= Beginning of Section =

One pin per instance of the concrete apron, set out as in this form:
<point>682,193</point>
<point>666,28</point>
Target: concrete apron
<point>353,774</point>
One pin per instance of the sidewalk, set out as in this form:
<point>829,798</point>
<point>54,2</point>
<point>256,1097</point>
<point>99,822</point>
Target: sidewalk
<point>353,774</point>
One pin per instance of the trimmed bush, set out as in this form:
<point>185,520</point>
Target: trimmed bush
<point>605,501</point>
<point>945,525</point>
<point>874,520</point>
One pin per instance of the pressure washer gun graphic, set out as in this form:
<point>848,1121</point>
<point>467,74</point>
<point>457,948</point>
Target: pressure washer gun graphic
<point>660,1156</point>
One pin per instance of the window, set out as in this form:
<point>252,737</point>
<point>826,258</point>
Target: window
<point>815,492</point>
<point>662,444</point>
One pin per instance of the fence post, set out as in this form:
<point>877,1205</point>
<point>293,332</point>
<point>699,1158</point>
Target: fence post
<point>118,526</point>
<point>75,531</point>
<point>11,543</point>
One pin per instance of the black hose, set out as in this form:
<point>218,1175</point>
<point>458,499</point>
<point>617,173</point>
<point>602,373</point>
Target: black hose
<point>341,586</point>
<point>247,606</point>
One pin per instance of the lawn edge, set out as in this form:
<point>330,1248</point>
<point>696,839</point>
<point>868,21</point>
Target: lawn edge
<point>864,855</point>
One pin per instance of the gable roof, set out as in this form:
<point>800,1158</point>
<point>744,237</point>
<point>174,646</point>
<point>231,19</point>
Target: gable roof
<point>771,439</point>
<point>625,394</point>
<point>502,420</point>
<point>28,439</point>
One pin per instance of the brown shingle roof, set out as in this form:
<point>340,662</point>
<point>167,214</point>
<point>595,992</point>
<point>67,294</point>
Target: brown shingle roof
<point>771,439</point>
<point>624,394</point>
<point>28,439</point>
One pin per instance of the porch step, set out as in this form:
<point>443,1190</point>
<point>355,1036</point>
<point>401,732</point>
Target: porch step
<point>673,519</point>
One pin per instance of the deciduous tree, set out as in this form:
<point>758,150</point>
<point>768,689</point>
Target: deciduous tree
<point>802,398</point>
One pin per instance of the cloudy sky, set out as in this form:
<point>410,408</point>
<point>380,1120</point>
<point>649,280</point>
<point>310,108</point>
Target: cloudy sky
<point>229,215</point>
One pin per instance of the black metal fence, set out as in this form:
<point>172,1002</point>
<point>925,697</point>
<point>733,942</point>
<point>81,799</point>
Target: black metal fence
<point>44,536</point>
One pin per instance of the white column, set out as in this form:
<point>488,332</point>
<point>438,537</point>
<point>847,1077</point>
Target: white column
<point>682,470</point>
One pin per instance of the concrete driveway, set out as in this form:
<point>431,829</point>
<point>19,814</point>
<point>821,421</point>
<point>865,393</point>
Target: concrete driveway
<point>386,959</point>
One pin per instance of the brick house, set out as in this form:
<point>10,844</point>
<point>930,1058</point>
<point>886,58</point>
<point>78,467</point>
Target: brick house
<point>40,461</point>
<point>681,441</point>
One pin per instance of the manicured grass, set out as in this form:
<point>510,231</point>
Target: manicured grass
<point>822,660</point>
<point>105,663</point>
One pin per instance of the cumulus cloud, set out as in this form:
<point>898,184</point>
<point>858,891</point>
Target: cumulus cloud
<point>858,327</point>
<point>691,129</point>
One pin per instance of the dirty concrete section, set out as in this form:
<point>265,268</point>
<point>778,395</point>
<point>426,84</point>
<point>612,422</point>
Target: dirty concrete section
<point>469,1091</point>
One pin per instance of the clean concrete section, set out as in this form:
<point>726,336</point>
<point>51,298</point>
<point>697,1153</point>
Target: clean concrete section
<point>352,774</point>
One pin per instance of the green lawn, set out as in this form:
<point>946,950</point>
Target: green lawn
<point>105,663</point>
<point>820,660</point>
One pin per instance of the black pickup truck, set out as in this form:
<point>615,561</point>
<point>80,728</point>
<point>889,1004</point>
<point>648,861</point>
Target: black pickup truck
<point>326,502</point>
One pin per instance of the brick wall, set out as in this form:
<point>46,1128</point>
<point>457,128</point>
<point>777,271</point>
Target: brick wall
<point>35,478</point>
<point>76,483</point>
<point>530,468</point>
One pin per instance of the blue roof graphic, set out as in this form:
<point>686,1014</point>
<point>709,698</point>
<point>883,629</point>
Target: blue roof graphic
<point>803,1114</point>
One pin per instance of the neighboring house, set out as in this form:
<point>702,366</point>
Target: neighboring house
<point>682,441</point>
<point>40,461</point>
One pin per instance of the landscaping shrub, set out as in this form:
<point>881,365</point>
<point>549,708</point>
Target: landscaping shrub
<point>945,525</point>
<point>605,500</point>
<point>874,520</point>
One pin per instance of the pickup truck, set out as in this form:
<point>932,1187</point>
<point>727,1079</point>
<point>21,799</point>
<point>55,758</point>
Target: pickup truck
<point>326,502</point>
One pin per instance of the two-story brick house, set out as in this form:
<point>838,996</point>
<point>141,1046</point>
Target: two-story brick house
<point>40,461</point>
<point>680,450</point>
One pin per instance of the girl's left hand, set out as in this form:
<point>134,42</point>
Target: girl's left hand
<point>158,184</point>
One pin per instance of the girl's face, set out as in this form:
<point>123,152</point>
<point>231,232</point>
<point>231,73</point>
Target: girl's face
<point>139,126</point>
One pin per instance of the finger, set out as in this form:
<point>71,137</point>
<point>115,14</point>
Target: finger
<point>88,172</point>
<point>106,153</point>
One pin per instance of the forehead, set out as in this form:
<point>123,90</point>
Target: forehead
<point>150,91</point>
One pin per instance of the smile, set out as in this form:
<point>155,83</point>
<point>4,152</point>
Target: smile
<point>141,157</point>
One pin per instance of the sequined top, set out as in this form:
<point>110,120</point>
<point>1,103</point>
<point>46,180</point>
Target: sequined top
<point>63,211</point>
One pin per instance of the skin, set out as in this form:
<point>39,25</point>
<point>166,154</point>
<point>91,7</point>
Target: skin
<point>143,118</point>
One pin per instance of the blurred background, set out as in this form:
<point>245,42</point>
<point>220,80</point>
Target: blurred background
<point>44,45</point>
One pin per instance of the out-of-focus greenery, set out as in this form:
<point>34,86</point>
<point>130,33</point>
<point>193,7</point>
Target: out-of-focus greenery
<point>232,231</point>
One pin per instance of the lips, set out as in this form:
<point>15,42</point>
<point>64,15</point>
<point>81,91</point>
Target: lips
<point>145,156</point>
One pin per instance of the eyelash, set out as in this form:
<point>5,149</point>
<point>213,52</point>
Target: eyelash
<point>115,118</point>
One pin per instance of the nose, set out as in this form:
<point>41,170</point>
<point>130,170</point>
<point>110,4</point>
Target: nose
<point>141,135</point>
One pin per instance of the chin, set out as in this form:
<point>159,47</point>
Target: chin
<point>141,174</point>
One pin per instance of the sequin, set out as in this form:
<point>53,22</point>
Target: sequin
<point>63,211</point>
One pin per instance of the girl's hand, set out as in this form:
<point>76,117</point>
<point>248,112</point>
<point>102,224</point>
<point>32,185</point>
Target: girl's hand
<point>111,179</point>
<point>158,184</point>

= End of Section =

AIM OF THE EXERCISE: Would you transcribe the listing word for word?

FINISHED EXERCISE:
One pin per instance of the concrete apron, set out as in this form:
<point>682,193</point>
<point>666,28</point>
Target: concrete apron
<point>353,774</point>
One pin per instance of the sidewalk, set out as in this form:
<point>829,798</point>
<point>54,2</point>
<point>256,1097</point>
<point>99,822</point>
Target: sidewalk
<point>353,774</point>
One pin per instance of the trimmed bush, set out as in this form:
<point>185,520</point>
Target: trimmed bush
<point>605,501</point>
<point>945,525</point>
<point>874,520</point>
One pin per instance of the pressure washer gun graphic, set out as in this form:
<point>848,1121</point>
<point>467,74</point>
<point>457,948</point>
Target: pressure washer gun graphic
<point>660,1156</point>
One pin per instance of the window, set out as in this form:
<point>252,737</point>
<point>826,258</point>
Target: window
<point>815,492</point>
<point>662,444</point>
One pin per instance of the fence post, set out as in this form:
<point>877,1205</point>
<point>293,332</point>
<point>699,1158</point>
Target: fence post
<point>118,526</point>
<point>75,531</point>
<point>11,543</point>
One pin per instance of the black hose, set out as in this form:
<point>218,1175</point>
<point>458,499</point>
<point>617,173</point>
<point>602,373</point>
Target: black hose
<point>341,586</point>
<point>247,606</point>
One pin per instance of the lawn edge, set out as in this form:
<point>330,1248</point>
<point>696,839</point>
<point>868,21</point>
Target: lawn edge
<point>864,855</point>
One pin per instance of the gable roof, set out as in this form:
<point>800,1158</point>
<point>744,237</point>
<point>174,646</point>
<point>231,19</point>
Target: gable roof
<point>771,439</point>
<point>625,394</point>
<point>502,420</point>
<point>28,439</point>
One pin per instance of the brown shingle roof, set out as in this form:
<point>340,662</point>
<point>167,214</point>
<point>595,992</point>
<point>67,294</point>
Target: brown shingle roof
<point>771,439</point>
<point>624,394</point>
<point>28,439</point>
One pin per instance of the porch step, set out as in this form:
<point>443,1190</point>
<point>355,1036</point>
<point>401,732</point>
Target: porch step
<point>673,519</point>
One pin per instance of the deciduous tree, set out as in this form:
<point>758,150</point>
<point>768,689</point>
Target: deciduous tree
<point>802,398</point>
One pin per instance of the cloudy sky, set out as in this form:
<point>410,408</point>
<point>380,1120</point>
<point>649,280</point>
<point>310,108</point>
Target: cloudy sky
<point>229,215</point>
One pin per instance of the black metal fence, set out as in this form:
<point>172,1002</point>
<point>925,697</point>
<point>733,942</point>
<point>81,799</point>
Target: black metal fence
<point>44,536</point>
One pin per instance of the white column, set out as in this form:
<point>488,332</point>
<point>438,537</point>
<point>847,1077</point>
Target: white column
<point>682,470</point>
One pin per instance of the concrete driveway, set out as in this form:
<point>431,829</point>
<point>19,814</point>
<point>821,421</point>
<point>865,393</point>
Target: concrete driveway
<point>386,959</point>
One pin per instance of the brick house, set out as in this form:
<point>10,844</point>
<point>930,1058</point>
<point>886,58</point>
<point>78,467</point>
Target: brick house
<point>40,461</point>
<point>681,441</point>
One pin per instance of the manicured grass, set out as in this form:
<point>510,231</point>
Target: manicured grass
<point>822,660</point>
<point>105,663</point>
One pin per instance of the cumulus cloud, set out as in this form:
<point>898,184</point>
<point>858,891</point>
Target: cumulus cloud
<point>858,327</point>
<point>691,129</point>
One pin per instance of the dirty concrete section, set out as in this form:
<point>265,268</point>
<point>778,395</point>
<point>426,84</point>
<point>612,422</point>
Target: dirty concrete section
<point>469,1091</point>
One pin per instance of the clean concrete section, set out as in this form:
<point>726,336</point>
<point>51,298</point>
<point>697,1153</point>
Target: clean concrete section
<point>352,774</point>
One pin per instance of the green lawn, set out as in this form:
<point>946,950</point>
Target: green lawn
<point>105,663</point>
<point>820,660</point>
One pin per instance of the black pickup truck, set out as in this form:
<point>615,561</point>
<point>80,728</point>
<point>889,1004</point>
<point>648,861</point>
Target: black pickup truck
<point>326,502</point>
One pin per instance of the brick wall, set out as in this form:
<point>46,1128</point>
<point>457,128</point>
<point>777,271</point>
Target: brick wall
<point>35,478</point>
<point>76,483</point>
<point>530,468</point>
One pin per instance of the blue roof graphic, set out as in this form:
<point>686,1014</point>
<point>709,698</point>
<point>883,629</point>
Target: blue roof graphic
<point>803,1114</point>
One pin per instance of the neighboring house, set out as in this form:
<point>702,366</point>
Target: neighboring house
<point>682,441</point>
<point>40,461</point>
One pin per instance of the landscaping shrub, set out as in this form:
<point>881,365</point>
<point>549,708</point>
Target: landscaping shrub
<point>945,525</point>
<point>605,500</point>
<point>874,520</point>
One pin per instance of the pickup truck, set out as in this form:
<point>932,1187</point>
<point>727,1079</point>
<point>21,799</point>
<point>55,758</point>
Target: pickup truck
<point>326,502</point>
One pin per instance of the two-story brick house, set out as in this form:
<point>838,996</point>
<point>141,1046</point>
Target: two-story brick house
<point>40,461</point>
<point>680,450</point>
One pin per instance of the girl's left hand, set out as in this form:
<point>134,42</point>
Target: girl's left hand
<point>158,184</point>
One pin per instance of the girl's face, set out as in this form:
<point>123,152</point>
<point>231,232</point>
<point>231,73</point>
Target: girl's face
<point>139,126</point>
One pin per instance of the finger, set out as in this form:
<point>71,137</point>
<point>115,14</point>
Target: finger
<point>88,172</point>
<point>106,153</point>
One pin per instance of the forehead, set out as in this form:
<point>123,90</point>
Target: forehead
<point>150,91</point>
One pin per instance of the smile, set out as in this form:
<point>155,83</point>
<point>4,152</point>
Target: smile
<point>141,157</point>
One pin per instance of the sequined top, set out as in this form:
<point>110,120</point>
<point>1,103</point>
<point>46,180</point>
Target: sequined top
<point>63,211</point>
One pin per instance of the skin, set out as in this form:
<point>39,25</point>
<point>166,154</point>
<point>91,7</point>
Target: skin
<point>143,118</point>
One pin per instance of the blurred background, set out as in this form:
<point>245,42</point>
<point>220,80</point>
Target: blurred background
<point>44,45</point>
One pin per instance of the out-of-focus greenery, set out as in this form:
<point>34,86</point>
<point>130,33</point>
<point>193,7</point>
Target: out-of-focus greenery
<point>232,231</point>
One pin per instance of the lips, set out as in this form:
<point>15,42</point>
<point>64,15</point>
<point>81,91</point>
Target: lips
<point>145,156</point>
One pin per instance of the eyelash, set out as in this form:
<point>5,149</point>
<point>213,52</point>
Target: eyelash
<point>115,118</point>
One pin per instance of the nose, set out as in this form:
<point>41,170</point>
<point>130,170</point>
<point>110,4</point>
Target: nose
<point>141,135</point>
One pin per instance of the chin, set out as in this form:
<point>159,47</point>
Target: chin
<point>141,174</point>
One pin per instance of the sequin, set out as in this form:
<point>53,22</point>
Target: sequin
<point>63,211</point>
One pin per instance of the girl's hand, set out as in this form:
<point>76,117</point>
<point>248,112</point>
<point>102,224</point>
<point>32,185</point>
Target: girl's hand
<point>111,179</point>
<point>158,184</point>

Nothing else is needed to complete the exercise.